:: What is required ::
How many lines of the data include the string "Target"? State that number alone.
────────────────
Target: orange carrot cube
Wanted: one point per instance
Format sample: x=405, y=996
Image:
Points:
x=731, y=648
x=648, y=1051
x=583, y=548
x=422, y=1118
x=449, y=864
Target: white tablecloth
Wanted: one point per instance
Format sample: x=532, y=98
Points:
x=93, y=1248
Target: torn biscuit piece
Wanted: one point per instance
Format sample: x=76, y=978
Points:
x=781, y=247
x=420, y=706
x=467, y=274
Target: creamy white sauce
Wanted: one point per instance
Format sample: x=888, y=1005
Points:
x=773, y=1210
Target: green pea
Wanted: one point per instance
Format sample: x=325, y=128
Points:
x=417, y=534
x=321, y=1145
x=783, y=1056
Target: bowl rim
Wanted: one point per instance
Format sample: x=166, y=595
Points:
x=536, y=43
────────────────
:: Exercise result ::
6